**EXERCISE TASK:** Return every line of the material below that contains the string "microphone". Case counts.

**MATERIAL FOR THE TASK:**
============================================================
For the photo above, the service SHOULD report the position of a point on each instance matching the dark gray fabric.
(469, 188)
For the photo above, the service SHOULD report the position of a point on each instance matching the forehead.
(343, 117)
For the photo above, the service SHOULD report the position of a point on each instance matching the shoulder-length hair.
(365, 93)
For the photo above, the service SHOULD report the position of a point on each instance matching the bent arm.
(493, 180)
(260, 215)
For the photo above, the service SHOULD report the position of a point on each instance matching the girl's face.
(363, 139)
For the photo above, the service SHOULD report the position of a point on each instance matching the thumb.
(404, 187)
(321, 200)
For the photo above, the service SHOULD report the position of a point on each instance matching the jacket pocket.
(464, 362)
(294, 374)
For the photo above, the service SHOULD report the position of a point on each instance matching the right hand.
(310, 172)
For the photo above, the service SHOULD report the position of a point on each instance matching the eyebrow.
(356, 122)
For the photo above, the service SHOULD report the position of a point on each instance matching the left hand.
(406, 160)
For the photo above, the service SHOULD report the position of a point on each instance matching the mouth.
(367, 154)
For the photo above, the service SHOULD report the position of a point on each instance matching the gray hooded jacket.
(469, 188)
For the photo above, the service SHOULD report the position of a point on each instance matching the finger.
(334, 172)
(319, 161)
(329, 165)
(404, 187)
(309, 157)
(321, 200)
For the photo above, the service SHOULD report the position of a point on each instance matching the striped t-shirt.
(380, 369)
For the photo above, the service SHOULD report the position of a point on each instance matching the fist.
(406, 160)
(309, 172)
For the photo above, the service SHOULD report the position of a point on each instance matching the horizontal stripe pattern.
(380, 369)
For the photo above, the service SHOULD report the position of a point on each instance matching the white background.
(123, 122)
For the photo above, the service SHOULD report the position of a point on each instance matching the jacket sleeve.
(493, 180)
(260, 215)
============================================================
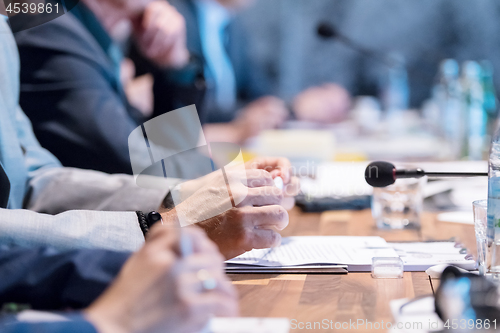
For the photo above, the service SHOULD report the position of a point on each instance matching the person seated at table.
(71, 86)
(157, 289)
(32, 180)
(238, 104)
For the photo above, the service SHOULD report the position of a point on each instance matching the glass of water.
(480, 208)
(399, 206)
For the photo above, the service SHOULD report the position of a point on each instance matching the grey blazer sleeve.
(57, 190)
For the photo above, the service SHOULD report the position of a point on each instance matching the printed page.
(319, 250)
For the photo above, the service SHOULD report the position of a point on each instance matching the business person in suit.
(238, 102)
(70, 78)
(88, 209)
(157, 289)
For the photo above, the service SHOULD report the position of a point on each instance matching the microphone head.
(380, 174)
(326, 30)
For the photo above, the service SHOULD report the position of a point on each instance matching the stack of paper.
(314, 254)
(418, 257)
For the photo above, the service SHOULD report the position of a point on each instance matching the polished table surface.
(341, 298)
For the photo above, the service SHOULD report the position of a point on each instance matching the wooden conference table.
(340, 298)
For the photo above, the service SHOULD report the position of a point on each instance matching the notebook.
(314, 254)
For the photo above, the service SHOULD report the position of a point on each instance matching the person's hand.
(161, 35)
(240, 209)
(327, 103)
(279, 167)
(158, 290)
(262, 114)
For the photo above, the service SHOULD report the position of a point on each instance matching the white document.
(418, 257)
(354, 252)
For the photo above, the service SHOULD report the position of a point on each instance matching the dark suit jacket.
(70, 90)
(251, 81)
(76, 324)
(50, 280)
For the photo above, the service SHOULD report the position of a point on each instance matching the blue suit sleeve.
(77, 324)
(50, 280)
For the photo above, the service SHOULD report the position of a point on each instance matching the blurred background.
============================================================
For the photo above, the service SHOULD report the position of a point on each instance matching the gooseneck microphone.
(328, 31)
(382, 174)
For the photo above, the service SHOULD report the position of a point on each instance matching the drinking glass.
============================================================
**EXERCISE OUTPUT:**
For the photo above, the service SHOULD report the position of a point on each instance matching the microphone head.
For the photo above, the service SHOULD report the position of a point on each instance matching the gooseneck microphone.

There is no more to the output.